Stored records

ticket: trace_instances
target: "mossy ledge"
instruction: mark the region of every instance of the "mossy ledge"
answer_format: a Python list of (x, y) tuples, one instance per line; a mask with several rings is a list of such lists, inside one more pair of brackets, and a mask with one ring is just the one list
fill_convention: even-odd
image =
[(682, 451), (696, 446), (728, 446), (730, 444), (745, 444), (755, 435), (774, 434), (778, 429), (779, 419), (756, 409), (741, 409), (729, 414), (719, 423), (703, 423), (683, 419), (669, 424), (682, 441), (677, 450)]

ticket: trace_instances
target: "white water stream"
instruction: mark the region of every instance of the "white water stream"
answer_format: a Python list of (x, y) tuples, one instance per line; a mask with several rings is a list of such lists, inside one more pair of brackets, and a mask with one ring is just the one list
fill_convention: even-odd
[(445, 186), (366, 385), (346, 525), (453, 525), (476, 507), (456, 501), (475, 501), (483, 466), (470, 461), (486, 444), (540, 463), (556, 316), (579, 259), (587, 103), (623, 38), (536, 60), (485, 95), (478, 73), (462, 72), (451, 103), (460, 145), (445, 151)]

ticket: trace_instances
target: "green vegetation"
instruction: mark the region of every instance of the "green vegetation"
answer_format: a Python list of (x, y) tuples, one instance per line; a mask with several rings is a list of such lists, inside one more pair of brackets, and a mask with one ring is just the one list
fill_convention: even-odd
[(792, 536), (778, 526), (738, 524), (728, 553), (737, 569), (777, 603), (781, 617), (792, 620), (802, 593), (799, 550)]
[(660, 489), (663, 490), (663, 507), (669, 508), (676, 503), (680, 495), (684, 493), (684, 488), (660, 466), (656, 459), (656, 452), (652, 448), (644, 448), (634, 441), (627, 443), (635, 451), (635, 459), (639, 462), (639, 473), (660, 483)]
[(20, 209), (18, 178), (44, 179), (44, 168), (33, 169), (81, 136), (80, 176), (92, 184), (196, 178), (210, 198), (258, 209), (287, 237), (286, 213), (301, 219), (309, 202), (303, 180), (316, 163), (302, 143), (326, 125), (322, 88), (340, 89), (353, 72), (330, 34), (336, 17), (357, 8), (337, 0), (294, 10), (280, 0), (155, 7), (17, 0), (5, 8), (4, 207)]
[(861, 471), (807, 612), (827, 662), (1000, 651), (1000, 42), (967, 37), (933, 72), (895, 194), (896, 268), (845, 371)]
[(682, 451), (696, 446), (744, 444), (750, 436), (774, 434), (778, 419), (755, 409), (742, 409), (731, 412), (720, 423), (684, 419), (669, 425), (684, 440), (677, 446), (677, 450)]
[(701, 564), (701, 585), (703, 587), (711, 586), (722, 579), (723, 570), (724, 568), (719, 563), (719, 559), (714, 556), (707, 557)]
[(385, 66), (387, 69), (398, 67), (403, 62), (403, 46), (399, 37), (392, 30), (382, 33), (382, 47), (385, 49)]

What to work on: The records above are to be transcribed exactly, with nothing left out.

Expected answer:
ticket: trace_instances
target: "mossy ledge"
instruction: mark the region of every instance of the "mossy ledge"
answer_format: a Python list of (x, y) tuples, one instance per line; a mask with several rings is a list of such lists, inside one more pair of brackets, and a mask with one ring is just the one list
fill_convention: even-odd
image =
[(682, 451), (696, 446), (728, 446), (730, 444), (745, 444), (755, 435), (774, 434), (778, 429), (779, 419), (756, 409), (741, 409), (729, 414), (719, 423), (703, 423), (683, 419), (669, 424), (682, 441), (677, 450)]

ticket: trace_instances
target: "white water stream"
instruction: mark the region of every instance of the "white water stream"
answer_format: a Python list of (x, y) tuples, one instance per line; a mask with several rings is a list of such lists, inside one more pair of brackets, and a mask with one ring is just the one list
fill_convention: even-odd
[(445, 186), (366, 385), (346, 525), (453, 525), (476, 507), (456, 501), (475, 501), (483, 466), (470, 461), (486, 444), (540, 463), (556, 316), (579, 259), (587, 103), (623, 38), (536, 60), (485, 95), (478, 73), (462, 72), (451, 103), (460, 145), (445, 151)]

ticket: trace_instances
target: "green vegetation"
instruction: mark the region of every instance of the "green vegetation"
answer_format: a Python list of (x, y) tuples, one instance per line; a mask with several rings is a list of such lists, inside one more pair of brackets, and a mask with one ring is just the one list
fill_convention: even-odd
[(792, 536), (778, 526), (738, 524), (728, 553), (737, 569), (777, 603), (781, 617), (792, 620), (802, 593), (799, 550)]
[(660, 489), (663, 490), (663, 507), (669, 508), (676, 503), (680, 495), (684, 493), (684, 488), (660, 466), (656, 459), (656, 452), (652, 448), (644, 448), (634, 441), (627, 443), (635, 451), (635, 459), (639, 462), (639, 473), (660, 483)]
[(20, 209), (18, 178), (44, 179), (44, 168), (33, 169), (81, 136), (80, 176), (92, 184), (196, 178), (210, 198), (258, 209), (287, 237), (286, 213), (301, 219), (309, 202), (303, 180), (316, 163), (302, 143), (326, 125), (322, 88), (340, 89), (353, 72), (330, 34), (336, 17), (357, 8), (337, 0), (294, 10), (280, 0), (155, 7), (17, 0), (5, 8), (4, 207)]
[(861, 471), (807, 612), (827, 662), (1000, 651), (1000, 42), (967, 37), (933, 72), (895, 194), (896, 268), (845, 371)]
[(682, 451), (696, 446), (744, 444), (750, 436), (774, 434), (778, 419), (755, 409), (742, 409), (731, 412), (720, 423), (684, 419), (669, 425), (684, 440), (677, 446), (677, 450)]
[(701, 564), (701, 585), (703, 587), (711, 586), (722, 579), (723, 570), (724, 568), (719, 563), (719, 559), (714, 556), (707, 557)]
[(385, 66), (387, 69), (398, 67), (403, 62), (403, 46), (399, 37), (392, 30), (382, 33), (382, 47), (385, 49)]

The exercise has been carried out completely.